- **Study text**:

◆ ◆ ◆ ◆ ◆ ◆ ◆

From one perspective there’s more certainty during the construction phrase for a regulated company because some portion of their recovery is already occurring through a construction-work-in-process facility where they’ll get regulatory recovery for some portion of their investment during the construction process. But the downside of the regulated model is you’re open for regulatory review at the end of construction, so in the final prudency review the regulators may dissallow certain costs.

If you look at the first wave of nuclear plants, a pretty significant percentage of the ones with cost overruns were subject to regulatory dissallowance and it wasn’t necessarily clear that the regulatory model ultimately helped those utilities. We would not have had the regulatory dissallowance because we would have had a known fixed outcome at the beginning. You can make an argument either way.

The other aspect of being in a regulated market is who you are negotiating with for your return. In our case, we go to a counterparty and say this is how much the price for power is. If we can earn an excess return and still give him a fair price for power, we get to keep that excess return. In a regulated market that excess return is given back to ratepayers. My concern with that is earning a regulated return when I’m taking significantly more risk than I would on, say, a coal plant, is less appealing to me. The way the regulated guys solve that is through that consolidated construction-work-in-process facility and we solve it through an increased equity return.

Q: Is Yucca Mountain really off the table? If so, where should we go from here?

Miller: Let me be straightforward: Yucca Mountain is the best place for a long-term permanent repository for spent nuclear fuel. That is a very clear statement and belief on our part. They haven’t changed the Nuclear Waste Policy Act and the Department of Energy still has the legal obligation to accept spent nuclear fuel and they’ll just have to take their blue ribbon panel and the other studies they will do and devise a plan on a going-forward basis. In the interim, spent nuclear fuel can be and is currently very safely stored at reactor sites. The spent nuclear fuel issue is not a barrier to the nuclear renaissance.

Vanderheyden: I’ll simply tell you, I do not know. Whether we’re going to do long-term interim storage or reprocessing or what the next solution could be is a political issue in this country. It is not a technological issue, it’s not a safety issue. All over the world people know how to store used nuclear fuel and there are many places in the world where they know how to reprocess used fuel, because 95 percent of it is recyclable. Our country just hasn’t made that decision.

Kansler: I wouldn’t call Yucca Mountain 100 percent off the table. I think basically what the Obama administration has decided is, let’s back up, let’s put this blue ribbon panel together to assess what we should be doing with used fuel from the reactors. It doesn’t necessarily mean that Yucca Mountain is dead it just means that they are going to look at it again. We believe we are perfectly safe to store spent fuel in dry casks on site.

◆ ◆ ◆ ◆ ◆ ◆ ◆

- **Requirement A**:
Answer the following from the nuclear power interview, one line each:
(i) In a regulated market, what happens to an excess return?
(ii) According to Miller, what is the best place for a long-term permanent repository for spent nuclear fuel?
(iii) According to Vanderheyden, what percentage of used nuclear fuel is recyclable?
- **Requirement B**:
Using the nuclear power interview, explain why a regulated company has more certainty during the construction phase.
- **Requirement C**:
Carry the nuclear power interview forward from its final sentence.

◆ ◆ ◆ ◆ ◆ ◆ ◆

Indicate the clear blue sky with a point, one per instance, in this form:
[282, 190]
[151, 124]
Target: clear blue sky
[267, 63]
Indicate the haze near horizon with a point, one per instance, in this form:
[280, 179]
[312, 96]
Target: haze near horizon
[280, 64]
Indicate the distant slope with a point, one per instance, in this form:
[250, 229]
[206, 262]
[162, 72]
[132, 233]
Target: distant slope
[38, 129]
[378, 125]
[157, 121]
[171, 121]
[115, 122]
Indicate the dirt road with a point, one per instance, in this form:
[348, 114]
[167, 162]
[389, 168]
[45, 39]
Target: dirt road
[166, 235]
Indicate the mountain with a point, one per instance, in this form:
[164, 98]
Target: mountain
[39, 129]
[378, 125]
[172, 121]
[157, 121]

◆ ◆ ◆ ◆ ◆ ◆ ◆

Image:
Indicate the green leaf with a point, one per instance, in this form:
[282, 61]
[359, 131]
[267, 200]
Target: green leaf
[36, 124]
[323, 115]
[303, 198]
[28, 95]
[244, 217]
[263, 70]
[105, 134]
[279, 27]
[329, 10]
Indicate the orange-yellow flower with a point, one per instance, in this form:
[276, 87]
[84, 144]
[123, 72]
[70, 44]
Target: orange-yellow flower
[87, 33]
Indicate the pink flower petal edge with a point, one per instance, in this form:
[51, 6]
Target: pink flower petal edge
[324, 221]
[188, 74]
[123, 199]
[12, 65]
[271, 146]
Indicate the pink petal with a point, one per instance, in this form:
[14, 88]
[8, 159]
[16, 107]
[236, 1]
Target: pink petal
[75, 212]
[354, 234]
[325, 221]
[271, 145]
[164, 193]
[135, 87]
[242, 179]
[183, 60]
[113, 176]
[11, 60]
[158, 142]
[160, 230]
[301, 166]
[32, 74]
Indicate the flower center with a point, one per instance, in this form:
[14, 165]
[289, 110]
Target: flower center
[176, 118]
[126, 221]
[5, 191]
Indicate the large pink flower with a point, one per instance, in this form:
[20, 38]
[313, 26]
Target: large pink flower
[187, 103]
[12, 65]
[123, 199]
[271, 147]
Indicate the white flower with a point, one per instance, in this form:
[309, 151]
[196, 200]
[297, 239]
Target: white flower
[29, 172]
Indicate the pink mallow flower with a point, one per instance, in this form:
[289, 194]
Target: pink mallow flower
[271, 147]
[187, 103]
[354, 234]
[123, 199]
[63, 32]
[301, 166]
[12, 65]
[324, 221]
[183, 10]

◆ ◆ ◆ ◆ ◆ ◆ ◆

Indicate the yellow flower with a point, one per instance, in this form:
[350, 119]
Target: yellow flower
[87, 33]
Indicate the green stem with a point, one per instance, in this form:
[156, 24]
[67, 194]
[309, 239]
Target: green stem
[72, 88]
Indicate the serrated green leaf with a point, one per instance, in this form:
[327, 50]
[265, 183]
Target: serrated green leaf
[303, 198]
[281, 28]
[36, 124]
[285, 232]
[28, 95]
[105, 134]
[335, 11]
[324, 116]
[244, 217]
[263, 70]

◆ ◆ ◆ ◆ ◆ ◆ ◆

- **Expected output A**:
(i) It is given back to ratepayers.
(ii) Yucca Mountain.
(iii) 95 percent.

- **Expected output B**:
Part of a regulated company's recovery already takes place during construction through a construction-work-in-process facility. Through that facility, the company receives regulatory recovery for some portion of its investment while construction is still under way.

- **Expected output C**:
Dolan: We would support completing the license activities associated with the geological repository at Yucca Mountain. We understand the realities of what is happening with the administration, but the entire industry has invested a significant effort down this path, the site was chosen as the selected site and is a very good geological repository. We don’t think that option should be taken off the table. We think a public corporation should assume responsibility for used fuel management; something that can operate effectively outside the politics of an organization like the Department of Energy. We would support a centralized interim storage facility and we would be very supportive of pursuing reprocessing if fuel cycle economics make it cost-effective.

Winn: We have a contract with the DOE that obligates them to take the spent fuel and so we can and will store in wet storage at the site through roughly 2030 for the existing units and 2040 for the new ones. After that we’d switch to dry cask storage, which has a rated life of greater than 100 years. Sometime in the next 120 to 130 years the DOE and Congress have to decide how they want to handle ultimate waste storage. It’s not something that factors into the decision on whether to build the plant or not.

Q: Let’s talk about your choice of reactor technology.

Miller: We knew we wanted light water technology but we did an extensive technology review in 2005 and we decided on the Westinghouse AP1000 because of its design and our skillset operating Westinghouse PWRs [pressurized water reactors]. And it’s far enough in the NRC certification process. We began with a clean sheet of paper and we came up with the AP1000 as the best choice for Vogtle 3 and 4.

Vanderheyden: There are a couple of key reasons we chose the Areva U.S. EPR, or the U.S. Evolutionary Power Reactor. First and foremost, we believe it’s the safest, most secure technology available today. It has safety margins that far exceed what’s required by federal standards. This technology is costing us more than is required and we are more than willing to pay the extra capital costs that are required to get those safety margins. You don’t want the cheapest nuclear technology built in your back yard.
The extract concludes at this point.